● Directions for this task: In the text on Queen Maud, what project of hers is named as operating during World War I?

● Exercise text:
--- START ---

Queen Maud never lost her love of Britain, but she quickly adapted to her new country and duties as a queen consort. Maud played a strong and dominant role within the court and family, but a discreet role in public.
During her first years in Norway, she and her spouse were photographed in Norwegian folk costumes, and enjoying winter sports such as skiing, to give them a Norwegian appearance in the eyes of the public. She disliked representation but performed her role as a queen with great care, and used clothes and jewellery to make a regal impression. She supported charitable causes, particularly those associated with children and animals, and gave encouragement to musicians and artists. Among her projects was Dronningens Hjelpekomité (the Queen's Relief Committee) during World War I. She supported the feminist Katti Anker Møller's home for unwed mothers (1906), which was regarded as radical, designed furniture for the benefit of the Barnets utstilling (Children's Exhibition) in 1921, and sold photographs for charitable purposes.

--- END ---

● Record excerpts:
--- START ---

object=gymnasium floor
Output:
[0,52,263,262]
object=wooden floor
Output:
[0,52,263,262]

--- END ---

● Answer: Dronningens Hjelpekomité (the Queen's Relief Committee).